*Entries supplied:*
--------------------------------
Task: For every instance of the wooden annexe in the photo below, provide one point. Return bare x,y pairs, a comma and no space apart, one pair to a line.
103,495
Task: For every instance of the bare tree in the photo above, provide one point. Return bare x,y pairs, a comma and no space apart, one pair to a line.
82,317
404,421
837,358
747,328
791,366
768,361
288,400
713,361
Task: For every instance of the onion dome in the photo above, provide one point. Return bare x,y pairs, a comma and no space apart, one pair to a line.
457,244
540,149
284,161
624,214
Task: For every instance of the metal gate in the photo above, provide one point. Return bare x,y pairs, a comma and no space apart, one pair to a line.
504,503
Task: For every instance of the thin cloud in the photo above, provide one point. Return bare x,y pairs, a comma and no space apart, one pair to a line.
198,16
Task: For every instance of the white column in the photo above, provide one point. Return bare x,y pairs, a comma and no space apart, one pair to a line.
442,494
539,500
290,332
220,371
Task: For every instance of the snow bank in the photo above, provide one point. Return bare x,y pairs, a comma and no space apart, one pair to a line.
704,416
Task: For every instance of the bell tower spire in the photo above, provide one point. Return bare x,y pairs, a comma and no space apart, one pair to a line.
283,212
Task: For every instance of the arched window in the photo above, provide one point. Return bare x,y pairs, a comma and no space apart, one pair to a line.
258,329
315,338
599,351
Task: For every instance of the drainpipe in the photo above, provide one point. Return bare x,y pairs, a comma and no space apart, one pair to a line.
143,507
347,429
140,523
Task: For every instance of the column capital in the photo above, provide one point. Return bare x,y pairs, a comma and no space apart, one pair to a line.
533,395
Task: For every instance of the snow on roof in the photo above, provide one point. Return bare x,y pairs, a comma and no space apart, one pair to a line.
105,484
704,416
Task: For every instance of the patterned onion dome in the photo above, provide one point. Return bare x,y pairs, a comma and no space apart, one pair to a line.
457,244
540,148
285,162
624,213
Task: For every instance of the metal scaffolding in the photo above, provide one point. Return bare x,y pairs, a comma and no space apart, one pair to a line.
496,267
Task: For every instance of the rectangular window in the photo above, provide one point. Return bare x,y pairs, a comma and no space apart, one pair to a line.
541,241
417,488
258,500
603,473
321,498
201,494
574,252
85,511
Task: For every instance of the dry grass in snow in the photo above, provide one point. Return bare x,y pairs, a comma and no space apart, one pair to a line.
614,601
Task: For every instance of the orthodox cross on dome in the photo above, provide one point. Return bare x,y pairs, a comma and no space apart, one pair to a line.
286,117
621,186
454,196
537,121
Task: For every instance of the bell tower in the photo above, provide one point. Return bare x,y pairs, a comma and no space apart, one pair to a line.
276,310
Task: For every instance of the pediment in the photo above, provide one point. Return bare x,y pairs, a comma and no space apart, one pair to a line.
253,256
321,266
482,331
--------------------------------
Print out the whole of the material exactly, line for line.

Task: For every instance of the wooden annexe in the photo below, provide one point. Return bare x,y pairs, a comma and no space apart, one pair to a line.
103,495
Task: For every instance of the bare tree in the photo above, provide one point. Return bare x,y pairs, a comma and no space apart, one pair to a line.
82,317
404,421
837,358
747,328
791,366
768,361
288,400
713,361
Task: For every instance of the onion dome in the photo above, provide one point. Return bare x,y pairs, a comma and no space apart, one pair to a line.
457,244
540,149
284,161
624,214
Task: For every instance of the metal gate in the photo above, provide one point. Return bare x,y pairs, a comma and no space apart, one pair to a line.
504,503
Task: For every instance of the thin cloud in the photo above, provide one point. Return bare x,y pairs, a comma and no space apart, one pair to a line.
198,16
Task: For every instance of the white column in the photo above, provide one point. Return bare x,y pairs, a comma and no space apart, one pair to a line.
442,494
539,500
290,332
220,371
Task: For every instance of the snow bank in the photo above, provide one point. Return bare x,y pairs, a comma and no space apart, one pair to a line.
704,416
Task: For every instance of the bell tower spire in the photo above, provide one point. Return bare x,y pairs, a comma and no space apart, one pair to a line.
283,212
Task: For every instance of the arched window in the photo above, provide one point. Return bare x,y pairs, a comma and no space apart, one pair to a line.
258,329
315,338
599,351
Task: For every instance of the drainpipe in the photo above, provide one point. Return bare x,y pairs, a comma and no space apart, one pair to a line.
143,507
347,429
140,523
Task: For every instance of the column capital in the photo above, provide one point. Return bare x,y pairs, a comma and no space apart, one pair to a line.
533,395
Task: For every instance of the snow on roof in the photo above, provide one point. Return bare x,y pairs, a comma and no space apart, one pair to a line.
105,484
704,416
Task: For every instance of the patterned onion dome in the photo above, provide one point. Return bare x,y pairs, a comma and no space apart, one pair to a line.
457,244
540,148
285,162
624,213
Task: For every instance of the metal scaffolding in the photo above, provide one point. Return bare x,y pairs, a comma and no space apart, one pair to a line.
496,267
Task: For every instance of the rectangular window in the photo above, provide one point. Return bare x,y pairs, a comma and no space apart, one pair to a line.
541,241
417,488
258,500
603,473
321,498
201,494
574,252
85,511
Task: For every instance of the dry grass in snow in the photo above, provide one point. Return bare x,y pairs, a comma and no space apart, one pair to a line.
614,601
Task: For every instance of the orthodox cross on dome in the photo above, provide one point. Return bare x,y pairs, a comma and no space apart, one pair to a line.
286,117
621,186
454,196
537,121
Task: For every instance of the bell tower in the photo above, provide one point. Return bare x,y pairs, a comma and no space apart, one pair to a line.
276,310
Task: For every instance of the pediment in the photo above, provide one point. Return bare x,y pairs, a comma and no space apart, one pair to a line.
253,256
321,266
482,331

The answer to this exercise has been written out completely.